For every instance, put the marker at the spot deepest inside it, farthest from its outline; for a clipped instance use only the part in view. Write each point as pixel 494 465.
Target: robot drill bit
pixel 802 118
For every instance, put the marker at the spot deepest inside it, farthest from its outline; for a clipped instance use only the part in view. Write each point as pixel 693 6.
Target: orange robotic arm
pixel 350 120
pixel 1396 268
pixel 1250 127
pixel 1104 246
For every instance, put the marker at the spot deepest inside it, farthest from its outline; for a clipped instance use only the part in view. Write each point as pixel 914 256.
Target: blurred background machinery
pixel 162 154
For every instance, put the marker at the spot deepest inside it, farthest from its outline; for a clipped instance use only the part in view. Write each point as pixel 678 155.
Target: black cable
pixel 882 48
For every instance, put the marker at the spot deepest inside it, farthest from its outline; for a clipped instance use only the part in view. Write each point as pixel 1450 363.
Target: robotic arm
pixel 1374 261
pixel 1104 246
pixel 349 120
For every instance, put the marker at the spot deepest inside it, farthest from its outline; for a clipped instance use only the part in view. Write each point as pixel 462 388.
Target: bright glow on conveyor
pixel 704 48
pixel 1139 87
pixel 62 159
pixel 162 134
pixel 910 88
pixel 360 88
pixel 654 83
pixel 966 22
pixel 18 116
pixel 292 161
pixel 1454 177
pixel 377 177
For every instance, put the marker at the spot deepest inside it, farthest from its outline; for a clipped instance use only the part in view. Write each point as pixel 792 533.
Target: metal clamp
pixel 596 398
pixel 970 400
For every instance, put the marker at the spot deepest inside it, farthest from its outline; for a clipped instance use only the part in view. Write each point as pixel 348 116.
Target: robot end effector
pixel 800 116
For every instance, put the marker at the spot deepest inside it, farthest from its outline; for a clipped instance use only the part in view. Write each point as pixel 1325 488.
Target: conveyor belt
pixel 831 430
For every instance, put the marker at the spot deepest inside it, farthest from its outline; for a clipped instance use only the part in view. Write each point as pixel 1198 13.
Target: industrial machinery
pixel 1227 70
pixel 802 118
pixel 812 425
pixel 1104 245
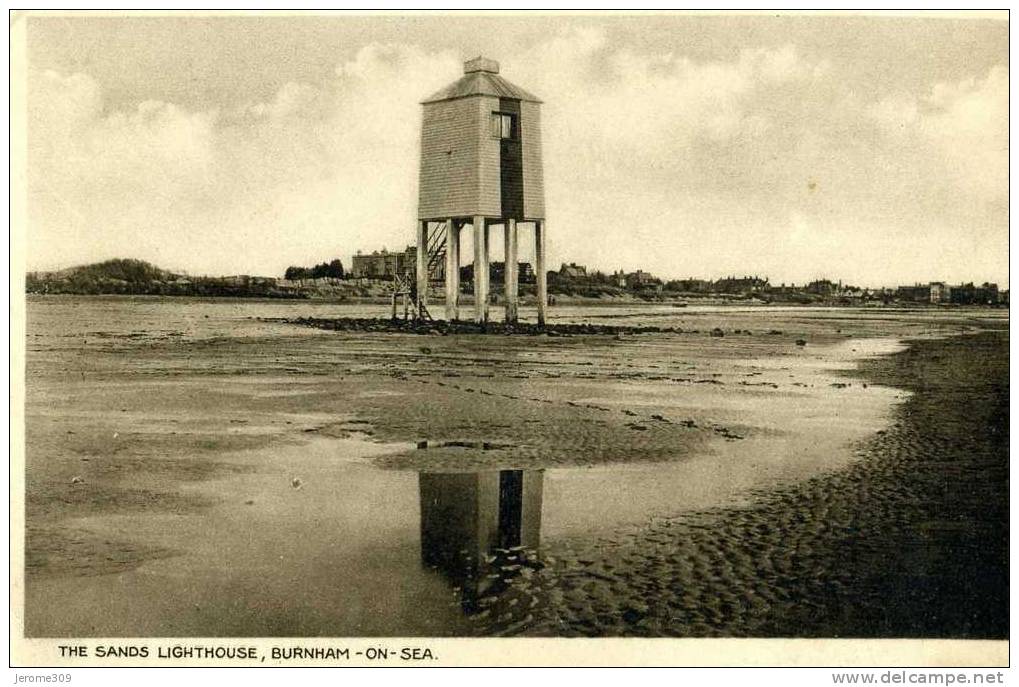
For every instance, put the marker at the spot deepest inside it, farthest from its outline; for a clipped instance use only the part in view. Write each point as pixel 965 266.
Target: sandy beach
pixel 200 468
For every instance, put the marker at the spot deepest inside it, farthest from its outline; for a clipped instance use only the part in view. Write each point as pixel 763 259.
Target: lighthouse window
pixel 503 125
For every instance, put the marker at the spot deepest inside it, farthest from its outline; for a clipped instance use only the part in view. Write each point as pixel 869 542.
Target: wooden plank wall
pixel 534 180
pixel 449 172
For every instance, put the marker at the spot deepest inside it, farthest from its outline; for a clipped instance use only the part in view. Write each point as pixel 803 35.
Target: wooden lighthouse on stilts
pixel 480 167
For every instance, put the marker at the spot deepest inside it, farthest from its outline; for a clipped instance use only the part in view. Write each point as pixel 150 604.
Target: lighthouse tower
pixel 480 167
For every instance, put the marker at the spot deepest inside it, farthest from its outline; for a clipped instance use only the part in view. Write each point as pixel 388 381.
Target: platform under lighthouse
pixel 480 167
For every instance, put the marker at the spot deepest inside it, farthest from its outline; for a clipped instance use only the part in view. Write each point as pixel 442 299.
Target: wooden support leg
pixel 539 268
pixel 480 270
pixel 452 270
pixel 422 266
pixel 511 279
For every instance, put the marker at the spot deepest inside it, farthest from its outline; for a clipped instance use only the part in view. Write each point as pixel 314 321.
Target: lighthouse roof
pixel 481 77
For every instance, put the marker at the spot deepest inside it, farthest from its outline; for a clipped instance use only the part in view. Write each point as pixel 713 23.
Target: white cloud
pixel 680 165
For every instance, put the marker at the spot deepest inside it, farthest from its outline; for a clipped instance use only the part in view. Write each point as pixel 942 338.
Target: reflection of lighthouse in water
pixel 479 528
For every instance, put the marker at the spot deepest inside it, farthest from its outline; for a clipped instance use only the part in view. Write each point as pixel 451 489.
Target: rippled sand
pixel 693 484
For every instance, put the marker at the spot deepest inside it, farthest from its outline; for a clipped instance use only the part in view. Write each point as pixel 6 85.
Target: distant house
pixel 383 264
pixel 968 294
pixel 641 278
pixel 915 294
pixel 821 287
pixel 745 284
pixel 691 285
pixel 940 292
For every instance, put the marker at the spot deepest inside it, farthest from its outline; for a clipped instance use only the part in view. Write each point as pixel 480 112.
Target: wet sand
pixel 693 484
pixel 910 541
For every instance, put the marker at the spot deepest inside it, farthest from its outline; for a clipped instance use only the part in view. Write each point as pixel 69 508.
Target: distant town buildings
pixel 573 278
pixel 573 271
pixel 383 264
pixel 744 284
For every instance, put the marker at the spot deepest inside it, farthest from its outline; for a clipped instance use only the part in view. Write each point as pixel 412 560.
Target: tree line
pixel 332 269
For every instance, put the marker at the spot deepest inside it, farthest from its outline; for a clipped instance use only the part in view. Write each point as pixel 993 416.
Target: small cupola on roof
pixel 481 77
pixel 480 167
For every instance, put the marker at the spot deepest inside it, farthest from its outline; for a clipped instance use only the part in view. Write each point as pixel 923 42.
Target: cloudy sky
pixel 871 150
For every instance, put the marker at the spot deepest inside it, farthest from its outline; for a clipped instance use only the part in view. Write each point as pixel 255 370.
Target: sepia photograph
pixel 353 338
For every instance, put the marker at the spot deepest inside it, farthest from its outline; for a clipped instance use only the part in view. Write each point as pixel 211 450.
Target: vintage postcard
pixel 495 338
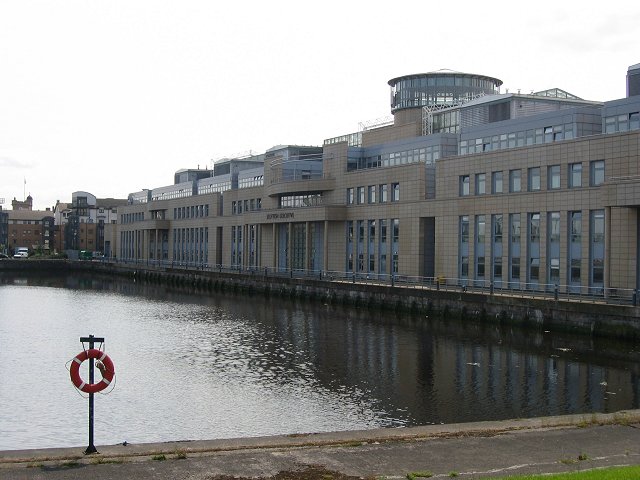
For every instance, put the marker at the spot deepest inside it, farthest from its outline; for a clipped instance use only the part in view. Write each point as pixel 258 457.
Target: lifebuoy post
pixel 91 340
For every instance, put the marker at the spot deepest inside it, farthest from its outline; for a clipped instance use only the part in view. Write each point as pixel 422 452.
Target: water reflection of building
pixel 465 182
pixel 434 371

_ _ _ _ _ _ _

CHALLENGE: Quote all of the records above word for word, leaving out the pictures.

TASK OUTPUT:
For every instance, put the marker at the spot deepest inside it, farthest from its outline; for a clipped instance use only the part in view. Write each point as pixel 494 465.
Target: robot drill bit
pixel 802 118
For every instance, put the marker at the spot deepest inside it, farthest from its outline; for a clipped instance use only the part in view. Write each point as pixel 693 6.
Target: orange robotic arm
pixel 350 120
pixel 1396 268
pixel 1250 127
pixel 1104 246
For every instance, put the marker at the spot deepest inside it, farthest from its outline; for a clipped instance use only the part in view. Write each point as pixel 914 256.
Target: blurred background machinery
pixel 162 154
For every instance, put the marker at the spot deepest inside it, farthest from its outline; for a clipped instance use only the part in view. Write each point as pixel 678 155.
Target: black cable
pixel 882 48
For every instance, put the marker at the spot deepest inside it, farthest from its outline; for a clipped instance use only the part in view. Write each point as pixel 1450 363.
Target: robotic arm
pixel 1374 261
pixel 1104 246
pixel 349 120
For every instance, put the marker at the spot deepest inside it, farthest from its outline; for a clipped instance use only the part in view. Write each point as pixel 462 388.
Target: bright glow on conveyor
pixel 704 48
pixel 1139 87
pixel 62 159
pixel 162 134
pixel 910 88
pixel 360 88
pixel 654 83
pixel 966 22
pixel 18 116
pixel 292 161
pixel 1454 177
pixel 377 177
For every instance, put the marker at the spot deepest inside it, farthest from its outline; for a clipped instance use only the part in view. Write each point as pixel 792 533.
Target: metal clamp
pixel 596 398
pixel 970 400
For every instance, put the marker at the spot deepest inside it, farthest from its outline; for a clipped instance use only the part in view. Write each point as pixel 348 116.
Target: robot end effector
pixel 800 116
For every instance, put the marker at the spot deepest inside it, farthest from its outline; for a clipped instance use only the part in view. Write each point as pixel 1325 488.
Target: conveyor belt
pixel 831 430
For every instance, put the marker at the spot deepest inside it, farthest from its outline; for a clipped instance use only the part in view. Write each point as pixel 1198 13.
Target: industrial machinery
pixel 1227 70
pixel 802 118
pixel 812 425
pixel 1104 245
For every instance, put the marker at the spot deepest inside it, farthest from its outline; for a clipped instance use only the part in view. Write each point as pixel 965 266.
Target: sandy beach
pixel 200 468
For every instance, put the marker at the spot deepest inside it, farthest from its outline; for a clipped instance use only the part in view. Write each point as pixel 763 259.
Target: lighthouse window
pixel 503 125
For every instance, put the marker at the spot deepest inside it, farthest from its outline; for a clipped instance use only the part in view. Write each point as pixel 869 542.
Target: wooden plank wall
pixel 534 180
pixel 449 172
For every instance, put the marker at the spot deepest inside it, farthest from its outline; for a clipped instance use only the part in view. Write each point as pixel 803 35.
Target: wooden lighthouse on stilts
pixel 480 167
For every instance, put the marker at the spot deepest inside it, farthest from its outline; for a clipped instance use only the part in view. Write each point as pixel 150 604.
Target: lighthouse tower
pixel 480 167
For every instance, put the marker at the spot deepest inside it, farthest from its outline; for a clipped instance use only the part in view. Write each point as pixel 388 381.
Target: platform under lighthouse
pixel 480 167
For every instance, put the marker at the spot deepest inside it, farthest from its outline; for a clipped instance use only the part in view. Write each point as pixel 442 299.
Target: wooden support leg
pixel 539 268
pixel 480 270
pixel 452 270
pixel 422 266
pixel 511 279
For every instance, put the marker at the spot deepest inside it, farthest from its outline; for a clipped instance use only the part in view. Write each point as pixel 314 321.
Target: lighthouse roof
pixel 481 77
For every instance, put the marker at the spot deepest inside it, farthest from its outline; for a clipped instance use only the part in view. Write each point as pixel 713 23.
Target: white cloud
pixel 680 165
For every instance, put the marker at the spot deepest inside it, farthest from its outline; for a clipped instance use only the part in view. Write each point as pixel 942 338.
Target: reflection of lighthouse in water
pixel 479 528
For every instance, put the marker at the spot deepest inside it, farthest from its outline; for a clipped instance use only the part in view. Write each point as pixel 451 489.
Target: rippled sand
pixel 693 484
For every instance, put the marker at the spot deepest inside it, farthest from its outline; for a clipped instance use only the part in view. Write each point as pixel 6 85.
Target: distant house
pixel 383 264
pixel 968 294
pixel 641 278
pixel 915 294
pixel 821 287
pixel 745 284
pixel 691 285
pixel 940 292
For every instance, put the marker at the spot deepest inside it, farthest from its outline; for a clipped instance use only the part in view. Write each point as pixel 480 112.
Target: wet sand
pixel 693 484
pixel 910 541
For every instance, put the marker at the spot deepest inside it, farthest from its outline; for a clipped instance use only the part in view. Write each point as pixel 69 508.
Target: distant town buildings
pixel 573 278
pixel 573 271
pixel 383 264
pixel 744 284
For every instance, put the marker at the spot deepest inside it, farthest from its outline; for a clipped instance use only the part in view. Write each point as pixel 412 560.
Target: tree line
pixel 332 269
For every instance, put the marker at the spot deepest inside it, farthest from its outline; for a clipped instance use only the part in view. Write each point as pixel 993 416.
Target: small cupola on roof
pixel 481 77
pixel 480 167
For every instance, put the marker at the spot deepest inside it, farthest from its outline; for a clipped instance use only the part in view. Write each point as pixel 923 42.
Target: cloudy sky
pixel 871 150
For every instance, put the marker at the spot deepest inside it, farthest from its outline; for a clipped instance use only the part in view. Write each point as pixel 255 370.
Target: sepia photograph
pixel 353 338
For every instance, put the marker at the spot deepest inside it, farthest from its outline; for a clipped instance use only the part in view. Write each point as pixel 211 450.
Target: vintage postcard
pixel 495 338
For every instance, put the marker at the spot deepest inside it, farthest from its outline; for a clipped instance use only the part in view. Write each point as pixel 258 457.
Target: lifebuoy post
pixel 91 340
For every instance, put the marker at the spot deepest inside it, farthest from its outline; for a clipped instance use only the part in view. Write each point as pixel 422 452.
Target: water reflection of building
pixel 465 182
pixel 434 371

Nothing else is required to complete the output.